→ **EXERCISE OBJECTIVE**: Please return only the lines from the one holding "Target: weathered wooden beam" through the one holding "Target: shadow on wood", exactly as they appear in the records below, both ends included.

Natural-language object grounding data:
::::::::::

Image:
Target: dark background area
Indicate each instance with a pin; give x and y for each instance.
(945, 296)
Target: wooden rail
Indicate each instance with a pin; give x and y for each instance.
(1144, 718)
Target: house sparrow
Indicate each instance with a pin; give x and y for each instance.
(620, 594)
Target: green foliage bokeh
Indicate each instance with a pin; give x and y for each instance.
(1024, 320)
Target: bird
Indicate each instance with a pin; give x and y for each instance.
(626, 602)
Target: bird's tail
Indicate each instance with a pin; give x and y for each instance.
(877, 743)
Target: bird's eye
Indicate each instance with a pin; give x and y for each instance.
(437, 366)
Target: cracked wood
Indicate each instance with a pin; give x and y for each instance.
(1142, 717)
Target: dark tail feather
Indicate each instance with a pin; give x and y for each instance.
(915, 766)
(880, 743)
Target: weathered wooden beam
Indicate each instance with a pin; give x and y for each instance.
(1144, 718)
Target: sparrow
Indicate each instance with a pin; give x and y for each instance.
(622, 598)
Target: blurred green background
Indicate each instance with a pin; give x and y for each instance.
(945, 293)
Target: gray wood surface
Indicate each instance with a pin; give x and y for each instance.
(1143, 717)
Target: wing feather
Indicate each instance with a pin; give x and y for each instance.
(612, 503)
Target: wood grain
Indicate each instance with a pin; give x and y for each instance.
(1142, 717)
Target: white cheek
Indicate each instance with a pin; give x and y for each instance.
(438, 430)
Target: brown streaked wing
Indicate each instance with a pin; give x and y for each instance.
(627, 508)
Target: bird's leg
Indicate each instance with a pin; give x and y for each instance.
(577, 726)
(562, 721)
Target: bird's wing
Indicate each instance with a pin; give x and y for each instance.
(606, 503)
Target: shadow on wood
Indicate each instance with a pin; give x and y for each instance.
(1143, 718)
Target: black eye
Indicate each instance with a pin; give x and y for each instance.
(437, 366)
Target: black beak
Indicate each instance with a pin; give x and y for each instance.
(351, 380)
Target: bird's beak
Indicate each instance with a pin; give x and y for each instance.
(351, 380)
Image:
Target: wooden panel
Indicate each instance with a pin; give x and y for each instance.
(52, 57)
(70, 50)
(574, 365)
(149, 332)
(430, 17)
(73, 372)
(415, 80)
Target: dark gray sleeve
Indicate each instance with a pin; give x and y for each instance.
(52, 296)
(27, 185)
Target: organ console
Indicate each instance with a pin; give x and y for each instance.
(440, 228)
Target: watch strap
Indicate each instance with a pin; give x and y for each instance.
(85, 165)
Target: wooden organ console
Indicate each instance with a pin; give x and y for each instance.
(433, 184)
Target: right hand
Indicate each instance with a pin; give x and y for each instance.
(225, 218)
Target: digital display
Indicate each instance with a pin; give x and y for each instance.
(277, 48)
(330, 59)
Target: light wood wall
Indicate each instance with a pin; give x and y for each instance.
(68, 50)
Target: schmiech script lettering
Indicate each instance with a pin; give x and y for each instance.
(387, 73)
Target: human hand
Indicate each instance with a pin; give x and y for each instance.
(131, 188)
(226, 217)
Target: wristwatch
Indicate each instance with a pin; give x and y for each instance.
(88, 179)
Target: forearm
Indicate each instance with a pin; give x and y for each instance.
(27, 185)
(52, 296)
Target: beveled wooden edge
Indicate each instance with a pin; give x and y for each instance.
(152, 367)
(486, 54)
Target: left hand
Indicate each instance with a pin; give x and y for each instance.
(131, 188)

::::::::::

→ **PROBLEM SOLUTION**:
Target: weathered wooden beam
Indicate each instance with a pin; give x and y for each instance.
(1144, 718)
Target: sparrow
Indicate each instance with a pin; give x and y for each instance.
(622, 598)
Target: blurred green background
Indicate each instance with a pin; give x and y for each instance.
(945, 293)
Target: gray wood surface
Indicate each instance with a pin; give x and y for each instance.
(1143, 717)
Target: wing feather
Indicate each instance with a pin; give x and y for each instance.
(612, 503)
Target: wood grain
Indicate each instance with a pin; give x and y for each instance.
(1142, 717)
Target: white cheek
Indicate each instance with a pin; give x and y for each instance.
(438, 430)
Target: brown streaked wing
Indicate each instance with a pin; give x and y for each instance.
(627, 508)
Target: bird's leg
Indicate each instance with a pin; give x and y for each instance.
(577, 726)
(562, 721)
Target: bird's wing
Indicate each instance with a pin; give x and y for each instance.
(606, 503)
Target: shadow on wood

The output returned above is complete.